Exercise aim » Extract every line of the items below that contains the string "flag", treating case as significant.

Records supplied »
◆ ◆ ◆ ◆ ◆ ◆ ◆

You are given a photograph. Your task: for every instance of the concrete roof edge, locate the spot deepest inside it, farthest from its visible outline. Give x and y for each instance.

◆ ◆ ◆ ◆ ◆ ◆ ◆

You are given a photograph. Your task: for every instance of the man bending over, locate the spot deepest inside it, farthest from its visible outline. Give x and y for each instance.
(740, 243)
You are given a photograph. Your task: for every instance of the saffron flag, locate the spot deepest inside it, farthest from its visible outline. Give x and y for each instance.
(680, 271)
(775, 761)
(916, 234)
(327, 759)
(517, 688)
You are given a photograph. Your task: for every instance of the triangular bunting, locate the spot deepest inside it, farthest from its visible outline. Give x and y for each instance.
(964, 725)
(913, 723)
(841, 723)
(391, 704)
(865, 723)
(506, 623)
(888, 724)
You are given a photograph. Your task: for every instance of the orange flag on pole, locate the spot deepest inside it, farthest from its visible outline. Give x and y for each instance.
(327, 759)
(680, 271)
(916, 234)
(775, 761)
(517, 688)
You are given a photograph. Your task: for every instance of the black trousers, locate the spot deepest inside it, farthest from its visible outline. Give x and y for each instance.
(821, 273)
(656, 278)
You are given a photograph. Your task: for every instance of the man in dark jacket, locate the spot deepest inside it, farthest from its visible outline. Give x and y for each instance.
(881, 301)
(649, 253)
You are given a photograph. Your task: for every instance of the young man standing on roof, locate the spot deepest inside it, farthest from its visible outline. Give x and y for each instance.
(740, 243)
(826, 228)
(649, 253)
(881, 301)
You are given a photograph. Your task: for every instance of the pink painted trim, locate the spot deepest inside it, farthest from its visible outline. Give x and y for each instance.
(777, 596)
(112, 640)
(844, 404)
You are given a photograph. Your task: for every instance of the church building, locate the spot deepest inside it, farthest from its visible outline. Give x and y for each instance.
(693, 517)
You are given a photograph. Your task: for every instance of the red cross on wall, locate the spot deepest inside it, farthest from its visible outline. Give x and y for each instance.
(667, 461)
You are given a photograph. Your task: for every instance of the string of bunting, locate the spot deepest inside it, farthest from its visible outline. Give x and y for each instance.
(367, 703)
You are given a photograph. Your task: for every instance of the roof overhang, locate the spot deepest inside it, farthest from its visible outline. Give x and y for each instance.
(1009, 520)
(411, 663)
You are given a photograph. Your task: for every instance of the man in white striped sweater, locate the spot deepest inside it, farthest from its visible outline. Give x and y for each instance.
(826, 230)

◆ ◆ ◆ ◆ ◆ ◆ ◆

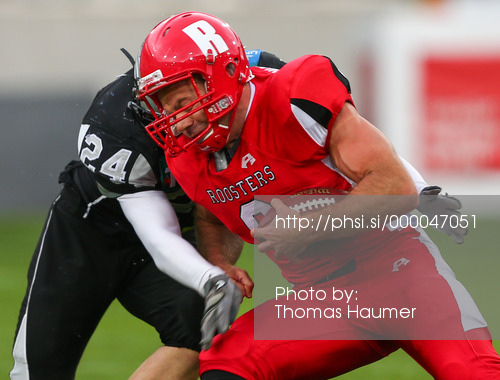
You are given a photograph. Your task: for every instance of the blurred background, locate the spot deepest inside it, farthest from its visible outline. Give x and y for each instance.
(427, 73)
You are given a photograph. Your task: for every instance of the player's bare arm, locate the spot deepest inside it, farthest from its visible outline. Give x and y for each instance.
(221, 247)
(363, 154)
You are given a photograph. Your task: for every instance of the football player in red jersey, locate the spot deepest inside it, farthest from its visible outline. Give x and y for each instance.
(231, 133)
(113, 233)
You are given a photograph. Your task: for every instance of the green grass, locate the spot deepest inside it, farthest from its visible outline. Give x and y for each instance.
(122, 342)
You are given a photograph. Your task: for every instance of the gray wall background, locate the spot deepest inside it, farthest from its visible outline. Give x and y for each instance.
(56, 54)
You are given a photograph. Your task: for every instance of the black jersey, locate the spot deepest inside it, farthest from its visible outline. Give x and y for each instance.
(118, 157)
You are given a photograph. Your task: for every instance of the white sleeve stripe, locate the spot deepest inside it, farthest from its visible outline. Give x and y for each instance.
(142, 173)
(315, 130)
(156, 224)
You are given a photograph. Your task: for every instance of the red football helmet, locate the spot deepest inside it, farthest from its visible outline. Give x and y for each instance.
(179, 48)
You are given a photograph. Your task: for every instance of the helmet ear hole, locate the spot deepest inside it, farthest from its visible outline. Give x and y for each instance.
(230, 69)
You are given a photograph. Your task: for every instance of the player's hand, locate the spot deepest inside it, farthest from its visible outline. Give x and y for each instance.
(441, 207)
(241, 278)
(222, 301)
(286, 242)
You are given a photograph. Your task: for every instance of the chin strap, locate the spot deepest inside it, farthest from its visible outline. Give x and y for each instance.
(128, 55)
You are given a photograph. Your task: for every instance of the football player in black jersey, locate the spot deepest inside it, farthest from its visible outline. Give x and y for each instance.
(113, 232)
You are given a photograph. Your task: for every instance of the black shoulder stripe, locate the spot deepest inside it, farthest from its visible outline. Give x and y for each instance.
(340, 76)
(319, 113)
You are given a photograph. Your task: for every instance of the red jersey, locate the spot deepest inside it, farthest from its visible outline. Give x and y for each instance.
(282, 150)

◆ ◆ ◆ ◆ ◆ ◆ ◆

Response to this task »
You are given a photograph. Your task: for every instance of the saffron flag, locate the spot deepest inside it, farthest from its visible outline. Give x and y for each instance.
You are given a photograph. Your task: for every instance of the orange flag on pole, locate the spot deepest inside it, farthest from its visible outline. Give x and y for each instance.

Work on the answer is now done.